## Your instructions
Lines before the one containing "point: the tall" are left out; return that line and all lines after it, exactly, through the end of the records below.
##### Data for review #####
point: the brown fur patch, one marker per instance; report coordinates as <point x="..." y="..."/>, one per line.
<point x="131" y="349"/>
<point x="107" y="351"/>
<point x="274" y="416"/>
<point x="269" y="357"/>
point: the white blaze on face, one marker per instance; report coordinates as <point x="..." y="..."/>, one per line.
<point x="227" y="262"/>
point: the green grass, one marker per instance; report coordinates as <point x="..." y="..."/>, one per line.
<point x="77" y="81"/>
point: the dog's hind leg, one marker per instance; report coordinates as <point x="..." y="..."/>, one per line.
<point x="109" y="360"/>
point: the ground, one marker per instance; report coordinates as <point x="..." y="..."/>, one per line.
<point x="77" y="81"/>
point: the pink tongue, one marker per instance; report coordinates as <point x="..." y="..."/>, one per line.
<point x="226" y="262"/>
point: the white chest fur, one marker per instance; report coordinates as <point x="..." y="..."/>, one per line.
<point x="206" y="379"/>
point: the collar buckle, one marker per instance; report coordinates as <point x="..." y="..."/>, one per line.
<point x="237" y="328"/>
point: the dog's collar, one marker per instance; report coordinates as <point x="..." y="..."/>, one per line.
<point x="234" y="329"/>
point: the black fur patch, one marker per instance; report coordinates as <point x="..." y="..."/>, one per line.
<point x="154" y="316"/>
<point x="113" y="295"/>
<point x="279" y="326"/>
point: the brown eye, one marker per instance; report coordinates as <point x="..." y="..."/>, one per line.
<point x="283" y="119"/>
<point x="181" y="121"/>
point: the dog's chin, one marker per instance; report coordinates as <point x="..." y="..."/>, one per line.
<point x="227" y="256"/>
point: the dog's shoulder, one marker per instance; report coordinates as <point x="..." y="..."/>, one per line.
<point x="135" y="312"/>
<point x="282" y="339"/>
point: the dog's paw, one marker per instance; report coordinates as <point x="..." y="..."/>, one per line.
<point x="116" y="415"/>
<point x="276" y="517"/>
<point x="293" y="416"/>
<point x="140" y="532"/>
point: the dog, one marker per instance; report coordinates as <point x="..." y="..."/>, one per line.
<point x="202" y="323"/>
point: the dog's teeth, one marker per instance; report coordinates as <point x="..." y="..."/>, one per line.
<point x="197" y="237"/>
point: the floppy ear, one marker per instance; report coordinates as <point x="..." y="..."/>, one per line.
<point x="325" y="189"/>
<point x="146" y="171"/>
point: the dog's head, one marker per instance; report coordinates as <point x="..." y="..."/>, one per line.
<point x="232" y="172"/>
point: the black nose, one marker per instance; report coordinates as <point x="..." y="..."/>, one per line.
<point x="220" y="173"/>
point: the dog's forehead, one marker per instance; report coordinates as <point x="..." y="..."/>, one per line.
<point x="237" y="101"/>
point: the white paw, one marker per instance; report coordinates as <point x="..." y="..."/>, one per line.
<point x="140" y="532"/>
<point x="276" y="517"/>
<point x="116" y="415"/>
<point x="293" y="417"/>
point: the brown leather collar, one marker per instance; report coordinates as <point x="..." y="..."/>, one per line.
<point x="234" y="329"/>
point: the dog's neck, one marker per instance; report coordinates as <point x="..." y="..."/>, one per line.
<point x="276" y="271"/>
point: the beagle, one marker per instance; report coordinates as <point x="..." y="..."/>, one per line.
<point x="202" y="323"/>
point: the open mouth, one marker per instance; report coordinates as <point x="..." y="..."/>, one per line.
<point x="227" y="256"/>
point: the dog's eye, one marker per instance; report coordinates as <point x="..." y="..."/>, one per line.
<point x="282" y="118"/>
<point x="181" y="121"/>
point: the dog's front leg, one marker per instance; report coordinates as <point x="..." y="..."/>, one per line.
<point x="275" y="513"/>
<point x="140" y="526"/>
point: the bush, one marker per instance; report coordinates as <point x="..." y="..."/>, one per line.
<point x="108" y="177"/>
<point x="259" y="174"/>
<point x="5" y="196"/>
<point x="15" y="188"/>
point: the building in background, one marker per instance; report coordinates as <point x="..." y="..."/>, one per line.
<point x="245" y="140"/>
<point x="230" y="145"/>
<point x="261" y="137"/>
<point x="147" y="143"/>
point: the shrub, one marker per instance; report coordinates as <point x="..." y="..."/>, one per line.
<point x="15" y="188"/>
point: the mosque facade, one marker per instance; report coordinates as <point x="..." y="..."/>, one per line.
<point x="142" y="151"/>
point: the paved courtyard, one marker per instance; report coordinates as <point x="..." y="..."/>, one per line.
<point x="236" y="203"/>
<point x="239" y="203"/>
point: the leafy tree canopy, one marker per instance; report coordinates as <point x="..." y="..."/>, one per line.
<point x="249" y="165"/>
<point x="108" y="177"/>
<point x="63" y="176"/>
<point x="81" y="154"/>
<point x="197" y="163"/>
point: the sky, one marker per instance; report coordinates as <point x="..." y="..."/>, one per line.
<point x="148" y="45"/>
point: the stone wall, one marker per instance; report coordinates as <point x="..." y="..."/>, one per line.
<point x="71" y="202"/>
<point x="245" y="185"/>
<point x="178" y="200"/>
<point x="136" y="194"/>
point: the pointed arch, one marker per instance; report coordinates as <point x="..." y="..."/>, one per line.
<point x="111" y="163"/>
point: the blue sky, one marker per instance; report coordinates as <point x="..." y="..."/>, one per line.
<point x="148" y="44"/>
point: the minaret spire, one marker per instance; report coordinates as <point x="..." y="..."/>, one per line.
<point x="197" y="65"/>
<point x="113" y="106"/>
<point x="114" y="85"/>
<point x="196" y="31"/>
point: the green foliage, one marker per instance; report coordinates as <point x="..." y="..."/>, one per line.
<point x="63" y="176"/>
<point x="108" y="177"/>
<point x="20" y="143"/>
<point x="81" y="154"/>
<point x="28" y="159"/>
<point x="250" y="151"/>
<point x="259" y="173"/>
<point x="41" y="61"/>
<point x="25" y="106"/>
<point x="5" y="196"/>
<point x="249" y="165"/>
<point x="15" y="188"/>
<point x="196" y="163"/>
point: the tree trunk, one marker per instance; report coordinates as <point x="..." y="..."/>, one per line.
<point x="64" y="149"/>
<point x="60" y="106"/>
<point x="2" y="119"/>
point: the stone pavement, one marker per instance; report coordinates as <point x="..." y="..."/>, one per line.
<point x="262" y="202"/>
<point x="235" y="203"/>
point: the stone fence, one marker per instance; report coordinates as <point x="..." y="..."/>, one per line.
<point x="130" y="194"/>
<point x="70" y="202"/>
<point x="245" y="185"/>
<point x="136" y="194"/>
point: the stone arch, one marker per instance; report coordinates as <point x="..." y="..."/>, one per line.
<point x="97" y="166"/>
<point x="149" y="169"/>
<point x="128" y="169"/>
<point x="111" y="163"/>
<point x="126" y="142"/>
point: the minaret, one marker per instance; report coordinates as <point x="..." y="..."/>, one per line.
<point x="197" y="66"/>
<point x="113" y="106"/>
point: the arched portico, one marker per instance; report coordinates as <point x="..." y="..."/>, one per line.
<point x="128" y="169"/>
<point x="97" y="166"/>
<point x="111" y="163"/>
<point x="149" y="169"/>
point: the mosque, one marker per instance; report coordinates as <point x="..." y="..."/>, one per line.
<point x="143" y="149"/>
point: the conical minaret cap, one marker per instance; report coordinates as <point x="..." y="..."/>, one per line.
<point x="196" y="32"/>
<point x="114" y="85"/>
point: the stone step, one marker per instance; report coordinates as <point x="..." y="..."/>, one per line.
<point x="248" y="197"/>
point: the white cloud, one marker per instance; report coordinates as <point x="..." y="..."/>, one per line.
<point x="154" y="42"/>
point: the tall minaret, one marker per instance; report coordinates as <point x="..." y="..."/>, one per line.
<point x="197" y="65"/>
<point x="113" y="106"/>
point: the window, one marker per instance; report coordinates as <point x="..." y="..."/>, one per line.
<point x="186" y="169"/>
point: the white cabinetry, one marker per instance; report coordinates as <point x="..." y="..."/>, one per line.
#####
## Result
point: the tall minaret, one marker per instance; report coordinates as <point x="..." y="..."/>, one per line.
<point x="197" y="65"/>
<point x="113" y="106"/>
point: the window, one marker per instance; report coordinates as <point x="..." y="..."/>, one per line.
<point x="186" y="169"/>
point: the white cabinetry, one marker per instance; report coordinates as <point x="..." y="..."/>, one per line.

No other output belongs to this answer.